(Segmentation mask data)

[Start of Attachment]

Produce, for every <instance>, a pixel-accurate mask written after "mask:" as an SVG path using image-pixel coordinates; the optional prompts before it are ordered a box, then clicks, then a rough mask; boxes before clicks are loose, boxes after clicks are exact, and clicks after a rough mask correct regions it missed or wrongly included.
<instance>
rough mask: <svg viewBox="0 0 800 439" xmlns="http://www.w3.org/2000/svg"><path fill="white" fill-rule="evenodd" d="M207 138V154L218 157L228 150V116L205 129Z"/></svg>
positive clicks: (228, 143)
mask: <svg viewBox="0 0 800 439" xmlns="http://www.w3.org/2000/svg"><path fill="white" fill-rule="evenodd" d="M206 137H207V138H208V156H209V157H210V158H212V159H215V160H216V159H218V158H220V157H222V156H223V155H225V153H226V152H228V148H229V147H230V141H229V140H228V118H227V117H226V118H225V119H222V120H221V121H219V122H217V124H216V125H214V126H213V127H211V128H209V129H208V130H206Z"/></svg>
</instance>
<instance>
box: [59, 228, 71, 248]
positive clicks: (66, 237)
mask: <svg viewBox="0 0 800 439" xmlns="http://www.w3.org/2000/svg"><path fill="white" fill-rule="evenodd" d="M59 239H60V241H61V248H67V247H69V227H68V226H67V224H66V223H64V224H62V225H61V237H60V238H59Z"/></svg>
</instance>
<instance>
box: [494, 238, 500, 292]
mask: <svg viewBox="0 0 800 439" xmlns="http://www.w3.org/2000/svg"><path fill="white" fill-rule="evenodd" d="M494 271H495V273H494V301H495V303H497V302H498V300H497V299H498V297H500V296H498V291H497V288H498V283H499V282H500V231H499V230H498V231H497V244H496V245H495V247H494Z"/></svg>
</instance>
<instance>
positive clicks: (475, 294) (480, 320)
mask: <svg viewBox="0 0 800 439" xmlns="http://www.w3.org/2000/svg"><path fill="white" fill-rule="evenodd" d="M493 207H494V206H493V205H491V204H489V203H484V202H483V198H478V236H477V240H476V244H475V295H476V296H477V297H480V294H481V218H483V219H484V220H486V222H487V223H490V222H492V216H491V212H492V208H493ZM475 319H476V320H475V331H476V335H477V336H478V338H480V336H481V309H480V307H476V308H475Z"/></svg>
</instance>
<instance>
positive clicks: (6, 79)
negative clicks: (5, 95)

[End of Attachment]

_HOW TO COMPLETE THIS TASK_. Please output the complete set of records above without any alteration.

_WRITTEN SOLUTION_.
Produce, for every <instance>, a pixel-accurate mask written after "mask:" as an SVG path using image-pixel coordinates; the optional prompts before it are ordered a box, then clicks, then a rough mask; boxes before clicks are loose, boxes after clicks are exact, and clicks after a rough mask correct regions it missed or wrongly included.
<instance>
rough mask: <svg viewBox="0 0 800 439" xmlns="http://www.w3.org/2000/svg"><path fill="white" fill-rule="evenodd" d="M207 138V154L218 157L228 150V116L205 129Z"/></svg>
positive clicks: (228, 143)
mask: <svg viewBox="0 0 800 439" xmlns="http://www.w3.org/2000/svg"><path fill="white" fill-rule="evenodd" d="M206 137H207V138H208V156H209V157H210V158H212V159H215V160H216V159H218V158H220V157H222V156H223V155H225V153H226V152H228V148H229V147H230V141H229V140H228V118H227V117H226V118H225V119H222V120H221V121H219V122H217V124H216V125H214V126H213V127H211V128H209V129H208V130H206Z"/></svg>
</instance>
<instance>
box: [59, 228, 71, 248]
positive clicks: (66, 237)
mask: <svg viewBox="0 0 800 439" xmlns="http://www.w3.org/2000/svg"><path fill="white" fill-rule="evenodd" d="M59 239H60V241H61V248H67V247H69V227H68V226H67V224H66V223H64V224H62V225H61V237H60V238H59Z"/></svg>
</instance>
<instance>
box: [494, 238, 500, 292]
mask: <svg viewBox="0 0 800 439" xmlns="http://www.w3.org/2000/svg"><path fill="white" fill-rule="evenodd" d="M494 271H495V273H494V301H495V303H497V302H498V300H497V299H498V297H500V296H498V291H497V288H498V283H499V282H500V231H499V230H498V231H497V244H496V245H495V247H494Z"/></svg>
</instance>
<instance>
positive clicks: (475, 294) (480, 320)
mask: <svg viewBox="0 0 800 439" xmlns="http://www.w3.org/2000/svg"><path fill="white" fill-rule="evenodd" d="M493 207H494V206H493V205H491V204H489V203H484V202H483V198H478V236H477V240H476V244H475V295H476V296H477V297H480V294H481V218H483V219H484V220H486V222H487V223H490V222H492V216H491V212H492V208H493ZM475 319H476V320H475V331H476V335H477V336H478V338H480V336H481V309H480V307H476V308H475Z"/></svg>
</instance>
<instance>
positive clicks: (6, 79)
negative clicks: (5, 95)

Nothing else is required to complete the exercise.